* SELECTED EXTRACT:
Even with a fabulous story, the competition for notice is fierce, and that’s exactly what it’s like … screaming in a crowd.
Without a dedicated platform, you may never rise above the noise.
Your job in creating that platform, which even the big publishing houses will expect you to do, is to provide support for influencers in the media, trust with booksellers and libraries and, most of all, help build demand for your book(s) with future readers.
Here’s what it takes:
#1) You Need an Author Hub
It’s essential to have your own, personal space on the web. Not a social media profile … as helpful as they can be. You need a page on the web with a URL that you control … your author website or blog … to serve as the central hub of your online presence.
Build it on your own land. Building your author platform on someone else’s space is not a good idea. You need to connect with your audience in such a way it doesn’t matter if Amazon falls, Facebook goes dark and everyone suddenly switches from Google to some other search service … you’ve still got a way to find new readers.
If the platform is your own, all that other stuff can go away and you’ll still be able to reach them.
Think of it as your online headquarters. Your web site is the center for your author presence, with information about your books and links to your publicity materials. It doesn’t need to be complicated … but it does need to be yours.
#2) Treat Your Other Profiles as Branch Offices
All the other places to find you online should be treated as branch offices. Just like the relationship in an actual company, the home office establishes the brand, and the branches carry out the brand’s mission in different localities.
Your social media profiles allow you to connect and engage with your readers where they are, but never forget each of those branch offices need to line up with the brand … and never confuse your social media following as your reachable audience.
They aren’t.
Looking for opportunities to reinforce my brand, it’s hard not to fall into the trap of thinking I need a profile on every kind of social media that comes along, but that’s a recipe for failure and burnout. If you spend all your time marketing, when are you ever going to write?
My best advice? Be where you enjoy being, and where your target readers are. If you can accomplish that with only one or two social media accounts, there’s no reason you should feel compelled to add more to the list.
However, retail sites are important. You DO want to maximize your opportunities with retailers … because those are the places most people buy your books. Your website should point to all relevant retail sites where your works are sold.
Be sure to link directly to your book. Don’t just send people to a site’s home page and hope they’ll go to the trouble of hunting for you.
Your content and appearances on other venues is important, too. This can range from being the subject of an interview (see the link to my recent radio interview on my home page), to writing a guest post for a fellow author’s blog.

* WRITTEN TASK A:
Quote the records starting with the line that contains "Objective — one marker per instance of the plaid" and continuing through the last line of the records, with both ends included.

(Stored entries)
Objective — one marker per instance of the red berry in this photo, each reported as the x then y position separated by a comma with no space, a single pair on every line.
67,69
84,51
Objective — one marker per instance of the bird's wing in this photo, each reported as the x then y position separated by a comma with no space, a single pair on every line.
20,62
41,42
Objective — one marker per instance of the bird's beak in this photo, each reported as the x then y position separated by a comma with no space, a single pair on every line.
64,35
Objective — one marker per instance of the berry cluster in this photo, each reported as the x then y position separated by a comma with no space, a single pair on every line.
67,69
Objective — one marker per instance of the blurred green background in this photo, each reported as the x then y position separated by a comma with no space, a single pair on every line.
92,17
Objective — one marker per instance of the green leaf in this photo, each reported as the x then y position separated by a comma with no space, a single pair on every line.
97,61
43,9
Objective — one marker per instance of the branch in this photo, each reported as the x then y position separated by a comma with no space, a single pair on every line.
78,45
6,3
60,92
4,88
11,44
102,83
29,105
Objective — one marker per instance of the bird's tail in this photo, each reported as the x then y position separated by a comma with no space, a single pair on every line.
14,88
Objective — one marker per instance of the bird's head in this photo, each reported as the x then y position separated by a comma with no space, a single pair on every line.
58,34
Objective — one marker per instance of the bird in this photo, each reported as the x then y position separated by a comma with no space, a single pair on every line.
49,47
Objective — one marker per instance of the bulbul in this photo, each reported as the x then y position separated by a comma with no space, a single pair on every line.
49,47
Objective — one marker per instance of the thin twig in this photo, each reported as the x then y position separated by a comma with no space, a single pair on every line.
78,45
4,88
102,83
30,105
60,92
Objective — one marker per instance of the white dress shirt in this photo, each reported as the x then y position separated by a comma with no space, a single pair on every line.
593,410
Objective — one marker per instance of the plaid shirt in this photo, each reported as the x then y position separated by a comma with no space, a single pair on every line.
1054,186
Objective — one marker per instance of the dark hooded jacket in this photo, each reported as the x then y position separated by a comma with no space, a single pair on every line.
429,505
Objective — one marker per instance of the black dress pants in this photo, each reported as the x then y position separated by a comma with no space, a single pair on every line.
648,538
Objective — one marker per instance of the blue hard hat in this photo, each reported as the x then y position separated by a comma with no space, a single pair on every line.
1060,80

* WRITTEN TASK B:
In the text on building an author platform, what should all the other places to find you online be treated as?

* WRITTEN RESPONSE A:
Objective — one marker per instance of the plaid shirt in this photo, each reported as the x then y position separated by a comma with no space, a single pair on every line.
1054,186
Objective — one marker per instance of the dark hooded jacket in this photo, each reported as the x then y position separated by a comma with no space, a single pair on every line.
429,505
Objective — one marker per instance of the black dress pants in this photo, each reported as the x then y position separated by a comma with no space, a single pair on every line.
648,538
Objective — one marker per instance of the blue hard hat in this photo, each reported as the x then y position separated by a comma with no space, a single pair on every line.
1060,80

* WRITTEN RESPONSE B:
Branch offices.